■ **Your instructions**: Update the records below by replacing every occurrence of "photo" with "image" and leaving all other text unchanged. Omit the pictures from your response.

---------------

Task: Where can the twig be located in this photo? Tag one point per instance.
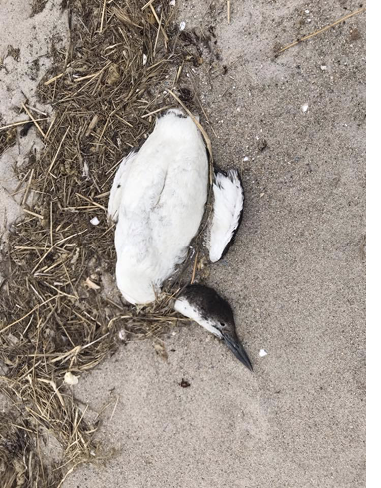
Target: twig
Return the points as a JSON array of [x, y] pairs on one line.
[[58, 150], [53, 79], [103, 16], [148, 4], [22, 122], [320, 31], [160, 26], [29, 313]]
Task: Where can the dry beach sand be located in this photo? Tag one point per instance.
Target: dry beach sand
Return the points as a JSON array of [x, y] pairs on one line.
[[295, 127]]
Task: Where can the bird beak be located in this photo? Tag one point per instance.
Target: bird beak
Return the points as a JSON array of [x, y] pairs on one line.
[[237, 349]]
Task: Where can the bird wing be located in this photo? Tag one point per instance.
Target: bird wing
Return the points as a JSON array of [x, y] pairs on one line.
[[227, 212], [118, 185]]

---------------

■ **Answer to the task**:
Task: Where can the twig be located in this image? Tag one point per instance.
Target: twig
Return the points as a JSON array of [x, y] pairs on one line.
[[58, 150], [53, 79], [103, 16], [148, 4], [22, 122], [320, 31], [160, 26], [29, 313]]
Task: Where can the dry beach sand be located in this image? Tag one point per instance.
Target: dry beach sand
Return the points as a JSON array of [x, y] pairs on one line.
[[295, 127]]
Task: Where can the bird beak be located in this image? Tag one point per instance.
Target: bird beak
Return the points as a JSON array of [x, y] pairs on one line.
[[237, 349]]
Task: Where can the bird wing be located in this image? Tag one point per instance.
Target: bird wing
Return the points as a JSON array of [x, y] pairs on one line.
[[227, 212], [118, 185]]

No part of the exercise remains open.